(INSTRUCTIONS FOR THE TASK) Copy the rows below word for word, starting at the first one and ending with the line that contains "x=375, y=169", including that line.

==================================================

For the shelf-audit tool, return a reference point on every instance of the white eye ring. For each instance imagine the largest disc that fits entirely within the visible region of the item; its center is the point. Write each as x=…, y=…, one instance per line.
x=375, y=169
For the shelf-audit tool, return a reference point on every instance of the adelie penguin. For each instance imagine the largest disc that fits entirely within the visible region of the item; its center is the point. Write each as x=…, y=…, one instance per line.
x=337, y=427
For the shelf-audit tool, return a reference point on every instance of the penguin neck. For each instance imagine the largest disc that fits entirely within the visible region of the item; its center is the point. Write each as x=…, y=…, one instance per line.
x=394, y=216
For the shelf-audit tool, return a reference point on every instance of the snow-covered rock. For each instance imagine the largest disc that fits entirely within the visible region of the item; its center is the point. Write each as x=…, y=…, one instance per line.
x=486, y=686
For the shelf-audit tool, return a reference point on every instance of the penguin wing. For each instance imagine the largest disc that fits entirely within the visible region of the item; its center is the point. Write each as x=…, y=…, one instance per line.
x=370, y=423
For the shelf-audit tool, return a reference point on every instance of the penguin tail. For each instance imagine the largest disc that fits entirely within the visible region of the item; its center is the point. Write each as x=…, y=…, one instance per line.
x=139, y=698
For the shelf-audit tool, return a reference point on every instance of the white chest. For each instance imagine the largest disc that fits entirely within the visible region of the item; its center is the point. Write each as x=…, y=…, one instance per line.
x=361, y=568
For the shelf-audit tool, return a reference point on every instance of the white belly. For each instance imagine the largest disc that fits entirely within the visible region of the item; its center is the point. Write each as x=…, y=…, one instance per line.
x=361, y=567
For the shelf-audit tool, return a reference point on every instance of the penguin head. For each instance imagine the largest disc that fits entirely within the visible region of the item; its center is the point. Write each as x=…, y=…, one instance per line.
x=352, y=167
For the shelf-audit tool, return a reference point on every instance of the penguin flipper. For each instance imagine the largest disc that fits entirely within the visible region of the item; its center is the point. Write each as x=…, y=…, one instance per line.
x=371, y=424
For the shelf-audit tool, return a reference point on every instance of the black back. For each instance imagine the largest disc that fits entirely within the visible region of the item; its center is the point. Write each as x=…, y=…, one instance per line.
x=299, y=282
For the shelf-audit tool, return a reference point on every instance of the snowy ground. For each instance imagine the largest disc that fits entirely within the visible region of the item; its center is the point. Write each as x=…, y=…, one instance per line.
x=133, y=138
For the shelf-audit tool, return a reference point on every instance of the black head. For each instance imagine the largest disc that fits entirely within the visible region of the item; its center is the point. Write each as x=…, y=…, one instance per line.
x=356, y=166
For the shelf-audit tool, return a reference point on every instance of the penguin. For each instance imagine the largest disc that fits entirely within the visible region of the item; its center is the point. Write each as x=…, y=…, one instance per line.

==================================================

(RESULT FOR THIS TASK)
For the shelf-audit tool, return a reference point on every instance of the white eye ring. For each instance imagine the largest disc that fits entirely within the visible region of the item; its center is the point. Write each as x=…, y=…, one instance per line.
x=375, y=169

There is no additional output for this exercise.